**Extrait du document**
┄┄┄┄┄┄
Tant de chiens (Boris Quercia)

Elle me dit : « J’ai besoin de tuer quelqu’un. ».

    L'auteur, le livre (208 pages, 2015) :

Ne manquez pas Boris Quercia, c'est très clairement la révélation polar de cette année 2015.
Saluons au passage les éditions Asphalte pour la découverte de cet auteur, les titres à double sens et le prix modique d'une édition électronique de qualité, à bon entendeur ...
Avant Tant de chiens, c'est en début d'année que l'on avait découvert Les rues de Santiago (sans qu'on sache tout à fait s'il s'agissait de celles de la ville ou de celles arpentées par le héros homonyme) et l'on avait voulu attendre un peu avant d'épingler un coup de cœur au revers du veston de Quercia. 
Pas obligatoire de lire dans l'ordre, mais ce serait dommage de laisser passer quelques pages (les bouquins sont pas épais) et le second est encore plus meilleur que le premier.

    On aime :

❤️ Des chapitres courts, comme autant de petites nouvelles, avec un sens consommé de la chute, le petit truc anodin, sans rapport avec l'essentiel du récit, le petit truc qui vous grave au burin la scène en mémoire.
❤️ Un flic comme on les aime : ténébreux et solitaire, dur et maladroit en amours comme en affaires, Santiago Quiñones, un flic qui boit pas mal (sans surprise) et qui même ne dédaigne pas une ligne de coke de temps à autre. En suivant les traces de Quiñones dans les rues de Santiago, on s’intéresse plus au personnage et à ceux qu’il va croiser au gré de ses déambulations, qu'au fil de l'intrigue.
[...] C’est un grand type chauve, un peu voûté, comme souvent chez les gens grands au Chili. C’est un pays qui punit ceux qui dépassent la moyenne, les grands essayent de passer inaperçus et les très grands, comme ce type, se voûtent pour entrer dans le rang.

      L'intrigue :

Il y a un problème avec les bouquins de Boris Quercia.
Un sacré problème : ses bouquins sont plutôt petits, pas très épais.
Dès les premières pages, alors qu'on a déjà surligné de nombreux passages pour citer dans ce blog, l'angoisse monte et on se prend à ne plus regarder les numéros de pages ou le compteur de la liseuse, on sait que le plaisir de la lecture ne durera qu'un temps que d'avance, on sait déjà trop court.
D'un autre côté (on se console comme on peut) on se dit que cette brièveté fait corps avec le style de Quercia, n'est-ce pas ?
Des petites phrases courtes, sèches, shootées à l'humanité, filmées à hauteur d'homme.
[...] Je cherche mes cigarettes et lui en offre une. Il ne fume pas, c’est ce genre-là.
On vendrait ses gosses pour pouvoir écrire une phrase comme celle-ci.
Et puis il en rajoute, le bougre ...
[...] J’aime bien les gens qui savent allumer leurs allumettes malgré le vent et qui font cette espèce de petite maison avec leurs mains autour de la flamme. C’est plutôt mon genre, je me dis.
┄┄┄┄┄┄
**Données fournies**
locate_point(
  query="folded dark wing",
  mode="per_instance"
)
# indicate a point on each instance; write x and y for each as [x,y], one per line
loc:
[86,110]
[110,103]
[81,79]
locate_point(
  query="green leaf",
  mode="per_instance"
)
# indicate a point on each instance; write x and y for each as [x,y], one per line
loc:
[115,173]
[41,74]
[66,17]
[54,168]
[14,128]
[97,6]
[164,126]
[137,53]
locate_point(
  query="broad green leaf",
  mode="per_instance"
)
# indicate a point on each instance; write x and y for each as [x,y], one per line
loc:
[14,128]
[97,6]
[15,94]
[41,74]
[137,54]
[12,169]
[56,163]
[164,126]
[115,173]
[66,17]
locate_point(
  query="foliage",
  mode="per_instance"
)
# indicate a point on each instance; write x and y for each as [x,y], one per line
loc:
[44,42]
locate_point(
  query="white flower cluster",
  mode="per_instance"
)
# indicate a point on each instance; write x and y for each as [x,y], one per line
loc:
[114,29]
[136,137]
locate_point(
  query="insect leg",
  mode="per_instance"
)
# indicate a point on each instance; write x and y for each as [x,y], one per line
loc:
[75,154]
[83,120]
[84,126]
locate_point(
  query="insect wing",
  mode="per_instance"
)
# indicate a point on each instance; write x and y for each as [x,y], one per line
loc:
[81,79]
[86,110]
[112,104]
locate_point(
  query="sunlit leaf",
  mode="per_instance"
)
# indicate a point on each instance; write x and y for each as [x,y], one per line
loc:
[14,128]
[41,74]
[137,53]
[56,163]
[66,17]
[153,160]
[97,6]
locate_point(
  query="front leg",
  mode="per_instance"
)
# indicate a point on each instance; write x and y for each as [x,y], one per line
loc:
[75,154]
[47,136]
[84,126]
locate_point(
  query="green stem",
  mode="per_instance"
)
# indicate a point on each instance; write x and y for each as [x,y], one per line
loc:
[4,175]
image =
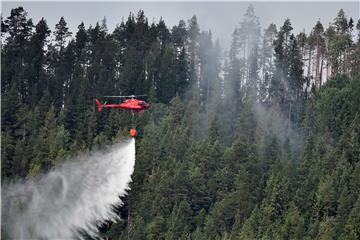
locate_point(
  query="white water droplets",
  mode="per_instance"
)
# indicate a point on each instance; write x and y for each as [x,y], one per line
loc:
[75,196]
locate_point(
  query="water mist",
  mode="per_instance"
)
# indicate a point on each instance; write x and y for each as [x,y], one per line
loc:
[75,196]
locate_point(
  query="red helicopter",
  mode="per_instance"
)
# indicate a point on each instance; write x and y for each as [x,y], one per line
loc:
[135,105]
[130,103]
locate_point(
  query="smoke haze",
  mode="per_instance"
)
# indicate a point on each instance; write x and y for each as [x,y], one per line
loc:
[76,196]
┄┄┄┄┄┄
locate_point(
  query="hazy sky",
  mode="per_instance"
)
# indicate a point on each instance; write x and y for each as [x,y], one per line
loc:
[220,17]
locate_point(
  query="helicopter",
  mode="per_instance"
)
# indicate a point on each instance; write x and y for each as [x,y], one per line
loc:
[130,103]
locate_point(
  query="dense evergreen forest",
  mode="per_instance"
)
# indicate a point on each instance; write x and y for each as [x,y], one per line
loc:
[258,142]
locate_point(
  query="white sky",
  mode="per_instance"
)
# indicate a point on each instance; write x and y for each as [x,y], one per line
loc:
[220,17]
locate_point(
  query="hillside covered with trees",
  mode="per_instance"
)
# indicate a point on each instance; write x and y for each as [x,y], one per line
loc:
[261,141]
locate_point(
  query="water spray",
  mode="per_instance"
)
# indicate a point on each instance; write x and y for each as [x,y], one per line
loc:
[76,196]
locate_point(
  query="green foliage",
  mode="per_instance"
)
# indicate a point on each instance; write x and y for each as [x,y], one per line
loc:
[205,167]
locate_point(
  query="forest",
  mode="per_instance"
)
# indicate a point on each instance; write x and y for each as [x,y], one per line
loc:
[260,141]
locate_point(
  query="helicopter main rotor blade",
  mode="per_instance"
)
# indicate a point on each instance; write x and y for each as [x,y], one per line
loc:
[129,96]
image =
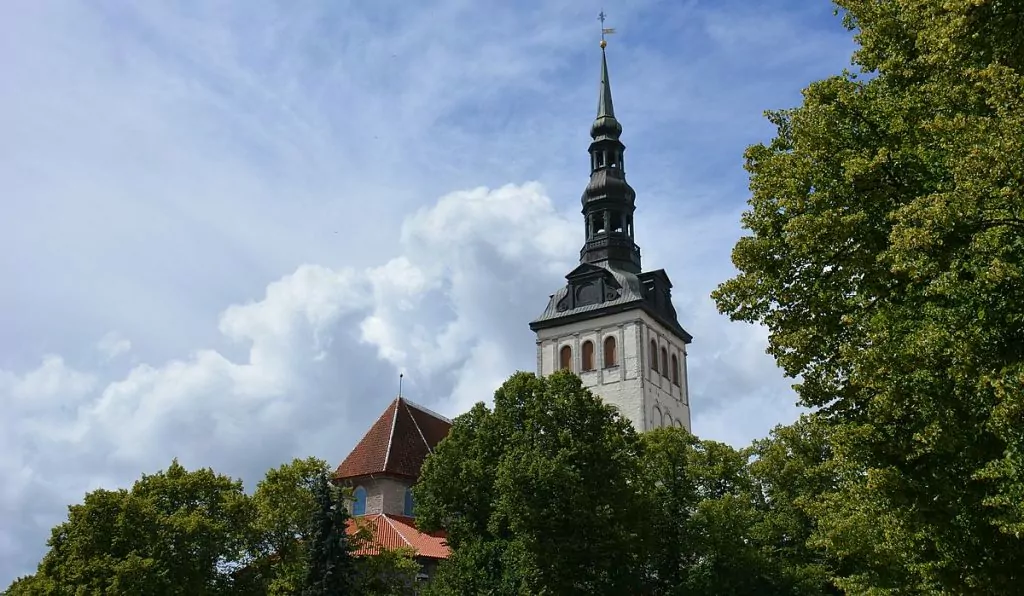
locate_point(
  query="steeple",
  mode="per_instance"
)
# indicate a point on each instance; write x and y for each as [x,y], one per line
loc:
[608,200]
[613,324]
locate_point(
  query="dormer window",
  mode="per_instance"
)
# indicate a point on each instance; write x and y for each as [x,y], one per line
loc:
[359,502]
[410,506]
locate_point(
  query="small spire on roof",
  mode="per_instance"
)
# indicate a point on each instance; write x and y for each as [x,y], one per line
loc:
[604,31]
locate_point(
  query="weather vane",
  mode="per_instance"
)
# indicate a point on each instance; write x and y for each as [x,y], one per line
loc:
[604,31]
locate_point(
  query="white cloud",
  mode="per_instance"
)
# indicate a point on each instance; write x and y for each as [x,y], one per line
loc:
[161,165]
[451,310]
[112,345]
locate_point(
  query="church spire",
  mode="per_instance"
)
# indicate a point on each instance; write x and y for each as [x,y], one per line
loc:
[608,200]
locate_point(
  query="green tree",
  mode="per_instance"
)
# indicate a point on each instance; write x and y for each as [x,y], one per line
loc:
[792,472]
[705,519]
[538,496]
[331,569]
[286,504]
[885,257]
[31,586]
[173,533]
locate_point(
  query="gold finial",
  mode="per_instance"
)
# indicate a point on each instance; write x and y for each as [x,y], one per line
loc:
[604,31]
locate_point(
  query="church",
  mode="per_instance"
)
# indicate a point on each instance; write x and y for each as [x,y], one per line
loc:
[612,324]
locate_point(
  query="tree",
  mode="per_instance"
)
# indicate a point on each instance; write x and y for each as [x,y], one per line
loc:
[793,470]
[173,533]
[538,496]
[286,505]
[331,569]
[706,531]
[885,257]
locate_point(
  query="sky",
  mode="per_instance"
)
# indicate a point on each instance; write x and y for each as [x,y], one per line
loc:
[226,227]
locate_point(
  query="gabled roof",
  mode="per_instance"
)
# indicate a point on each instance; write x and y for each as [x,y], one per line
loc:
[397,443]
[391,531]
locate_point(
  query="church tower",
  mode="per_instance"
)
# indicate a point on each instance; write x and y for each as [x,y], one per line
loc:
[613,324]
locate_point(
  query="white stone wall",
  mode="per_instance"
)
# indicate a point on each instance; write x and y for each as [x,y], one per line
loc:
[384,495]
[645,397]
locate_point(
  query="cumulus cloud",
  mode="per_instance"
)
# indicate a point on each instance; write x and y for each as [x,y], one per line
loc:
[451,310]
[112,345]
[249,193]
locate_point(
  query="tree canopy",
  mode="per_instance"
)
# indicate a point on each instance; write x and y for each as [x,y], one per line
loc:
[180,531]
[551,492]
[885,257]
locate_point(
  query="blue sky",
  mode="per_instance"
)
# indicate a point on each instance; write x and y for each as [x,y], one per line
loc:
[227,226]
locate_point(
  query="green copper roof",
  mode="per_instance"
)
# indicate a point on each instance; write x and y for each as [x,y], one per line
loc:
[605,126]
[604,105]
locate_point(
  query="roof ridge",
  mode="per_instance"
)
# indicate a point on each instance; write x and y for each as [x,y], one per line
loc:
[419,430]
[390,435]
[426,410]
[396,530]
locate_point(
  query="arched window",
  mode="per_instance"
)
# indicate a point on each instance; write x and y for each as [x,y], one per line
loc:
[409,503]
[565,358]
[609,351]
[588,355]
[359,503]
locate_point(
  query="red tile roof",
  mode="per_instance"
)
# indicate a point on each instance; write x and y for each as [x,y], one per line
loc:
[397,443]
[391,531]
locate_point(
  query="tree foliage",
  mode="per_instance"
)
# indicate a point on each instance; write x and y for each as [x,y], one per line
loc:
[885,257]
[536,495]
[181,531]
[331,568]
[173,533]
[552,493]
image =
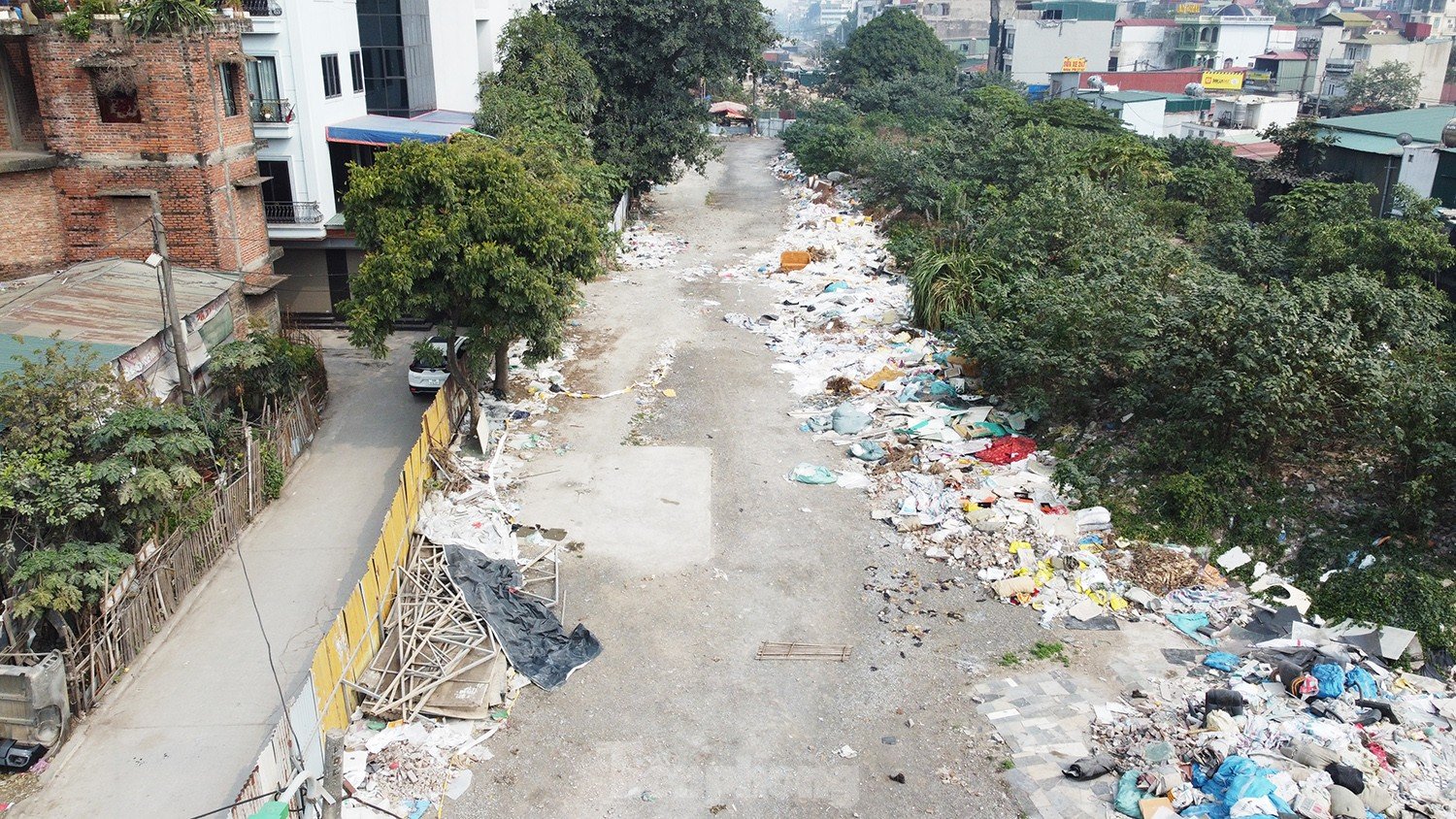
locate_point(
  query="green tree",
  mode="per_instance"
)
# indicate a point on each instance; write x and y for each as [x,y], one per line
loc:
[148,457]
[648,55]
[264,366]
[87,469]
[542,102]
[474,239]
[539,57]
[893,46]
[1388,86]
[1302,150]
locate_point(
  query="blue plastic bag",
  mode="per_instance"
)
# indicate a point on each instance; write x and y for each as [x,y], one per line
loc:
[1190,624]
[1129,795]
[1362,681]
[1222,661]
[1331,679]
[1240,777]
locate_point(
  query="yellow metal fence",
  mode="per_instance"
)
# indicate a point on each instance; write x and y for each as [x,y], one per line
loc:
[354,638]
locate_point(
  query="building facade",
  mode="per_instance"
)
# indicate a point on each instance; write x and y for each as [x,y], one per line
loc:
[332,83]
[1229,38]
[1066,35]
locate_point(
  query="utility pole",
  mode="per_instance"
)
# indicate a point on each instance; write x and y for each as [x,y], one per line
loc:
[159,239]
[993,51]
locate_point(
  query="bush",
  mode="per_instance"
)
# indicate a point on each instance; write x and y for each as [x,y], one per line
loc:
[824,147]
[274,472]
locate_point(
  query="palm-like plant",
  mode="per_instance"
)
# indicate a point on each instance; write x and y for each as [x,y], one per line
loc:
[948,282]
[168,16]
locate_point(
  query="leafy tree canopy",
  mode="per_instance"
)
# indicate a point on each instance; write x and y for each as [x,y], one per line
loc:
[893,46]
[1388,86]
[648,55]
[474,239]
┄┄┄┄┄┄
**À compléter**
#1 Reproduisez l'extrait sans rien changer, en partant des mots « Des petites phrases » et en vous arrêtant après « le bougre ... ».
#2 Répondez brièvement d'après l'extrait.
(a) En quelle année le livre a-t-il paru ?
(b) Quelles éditions l'extrait salue-t-il ?
(c) Comment s'appelle le flic du roman ?
Les enregistrements forment un matériau distinct, indépendant de l'extrait.

**Réponses attendues**
#1
Des petites phrases courtes, sèches, shootées à l'humanité, filmées à hauteur d'homme.
[...] Je cherche mes cigarettes et lui en offre une. Il ne fume pas, c’est ce genre-là.
On vendrait ses gosses pour pouvoir écrire une phrase comme celle-ci.
Et puis il en rajoute, le bougre ...

#2
(a) En 2015.
(b) Les éditions Asphalte.
(c) Santiago Quiñones.